### Written exercise
Rewrite the listing below, changing every occurrence of "Reviewer note" to "Annotator note" and leaving the rest as it is.

### Data listing
+++

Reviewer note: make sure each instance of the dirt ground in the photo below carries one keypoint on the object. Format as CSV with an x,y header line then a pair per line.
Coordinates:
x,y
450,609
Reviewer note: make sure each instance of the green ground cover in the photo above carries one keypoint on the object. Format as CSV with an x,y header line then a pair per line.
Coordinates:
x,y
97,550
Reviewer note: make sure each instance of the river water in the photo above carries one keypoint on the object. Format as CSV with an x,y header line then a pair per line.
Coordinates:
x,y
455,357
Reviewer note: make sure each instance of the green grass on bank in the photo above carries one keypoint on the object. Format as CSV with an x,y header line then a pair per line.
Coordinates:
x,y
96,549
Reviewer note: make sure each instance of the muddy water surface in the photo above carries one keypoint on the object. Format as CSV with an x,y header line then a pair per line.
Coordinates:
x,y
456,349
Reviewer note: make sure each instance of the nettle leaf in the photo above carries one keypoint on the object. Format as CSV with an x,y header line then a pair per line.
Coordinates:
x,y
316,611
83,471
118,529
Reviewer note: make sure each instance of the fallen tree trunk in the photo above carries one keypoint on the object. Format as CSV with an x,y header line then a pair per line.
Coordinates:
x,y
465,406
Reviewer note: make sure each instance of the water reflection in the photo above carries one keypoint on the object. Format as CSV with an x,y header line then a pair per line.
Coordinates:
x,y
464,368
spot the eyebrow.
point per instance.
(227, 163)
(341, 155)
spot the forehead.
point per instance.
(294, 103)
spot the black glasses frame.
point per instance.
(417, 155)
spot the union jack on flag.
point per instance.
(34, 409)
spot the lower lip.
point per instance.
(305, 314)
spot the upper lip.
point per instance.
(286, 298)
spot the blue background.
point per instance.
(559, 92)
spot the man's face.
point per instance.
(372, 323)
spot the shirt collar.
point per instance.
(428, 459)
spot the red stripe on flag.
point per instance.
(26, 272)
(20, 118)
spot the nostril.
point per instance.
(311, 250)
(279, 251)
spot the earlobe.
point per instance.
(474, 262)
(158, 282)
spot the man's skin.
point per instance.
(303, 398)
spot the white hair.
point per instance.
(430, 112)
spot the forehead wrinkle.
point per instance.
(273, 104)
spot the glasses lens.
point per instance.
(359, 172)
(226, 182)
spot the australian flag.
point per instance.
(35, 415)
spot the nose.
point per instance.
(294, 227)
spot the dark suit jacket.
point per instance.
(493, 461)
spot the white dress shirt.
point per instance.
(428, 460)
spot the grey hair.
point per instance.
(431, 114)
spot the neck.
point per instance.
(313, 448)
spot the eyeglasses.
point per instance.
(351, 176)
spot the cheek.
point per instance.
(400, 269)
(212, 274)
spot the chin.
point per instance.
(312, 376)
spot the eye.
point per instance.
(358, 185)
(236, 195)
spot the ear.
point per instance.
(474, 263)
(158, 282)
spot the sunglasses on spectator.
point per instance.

+++

### Answer to this problem
Annotator note: make sure each instance of the dirt ground in the photo below carries one keypoint on the object. Format as CSV with an x,y header line then a pair per line.
Coordinates:
x,y
450,609
Annotator note: make sure each instance of the green ground cover in the photo above carries one keypoint on the object. Format as CSV with an x,y header line then a pair per line.
Coordinates:
x,y
97,550
Annotator note: make sure each instance of the river water in the photo above carries one keypoint on the object. Format as CSV with an x,y header line then a pair per line.
Coordinates:
x,y
455,357
Annotator note: make sure each instance of the green grass on bank in the photo above carries one keypoint on the object. Format as CSV with an x,y header line then a pair per line.
Coordinates:
x,y
96,549
Annotator note: make sure each instance of the muddy water surface in the photo above carries one keypoint on the object. Format as CSV with an x,y header line then a pair per line.
Coordinates:
x,y
456,349
Annotator note: make sure each instance of the nettle leaf in the photo above carries one keypoint on the object. Format as CSV with an x,y header line then a pair per line.
Coordinates:
x,y
316,611
83,471
118,529
Annotator note: make sure each instance of the fallen tree trunk in the photo above carries one keypoint on the object. Format as CSV with an x,y header line then a pair per line.
Coordinates:
x,y
465,406
Annotator note: make sure each instance of the water reflection in the photo above carries one keypoint on the object. Format as CSV with an x,y header line then a pair per line.
Coordinates:
x,y
464,368
spot the eyebrow.
point per instance.
(227, 163)
(341, 155)
spot the forehead.
point per instance.
(294, 103)
spot the black glasses frame.
point per instance.
(417, 155)
spot the union jack on flag.
point per instance.
(34, 409)
spot the lower lip.
point per instance.
(305, 314)
spot the upper lip.
point per instance.
(286, 298)
spot the blue background.
point per instance.
(559, 92)
spot the man's face.
point per instance.
(372, 323)
spot the shirt collar.
point per instance.
(428, 459)
spot the red stripe on flag.
point per instance.
(26, 272)
(20, 118)
spot the nostril.
point per instance.
(311, 250)
(279, 251)
spot the earlobe.
point per instance.
(474, 262)
(158, 282)
spot the man's skin.
point per instance.
(303, 398)
spot the white hair.
point per instance.
(430, 112)
spot the forehead wrinkle.
point per instance.
(273, 104)
spot the glasses lens.
point per instance.
(359, 172)
(226, 182)
spot the australian flag.
point per instance.
(35, 415)
spot the nose.
point per instance.
(294, 227)
spot the dark suit jacket.
point per instance.
(493, 461)
spot the white dress shirt.
point per instance.
(428, 460)
spot the grey hair.
point per instance.
(431, 114)
spot the neck.
point per instance.
(313, 448)
spot the eyeglasses.
point per instance.
(351, 176)
spot the cheek.
point per instance.
(400, 269)
(212, 274)
spot the chin.
point per instance.
(312, 376)
spot the eye.
point per instance.
(358, 185)
(236, 195)
spot the ear.
point per instance.
(474, 263)
(158, 282)
spot the sunglasses on spectator.
point per instance.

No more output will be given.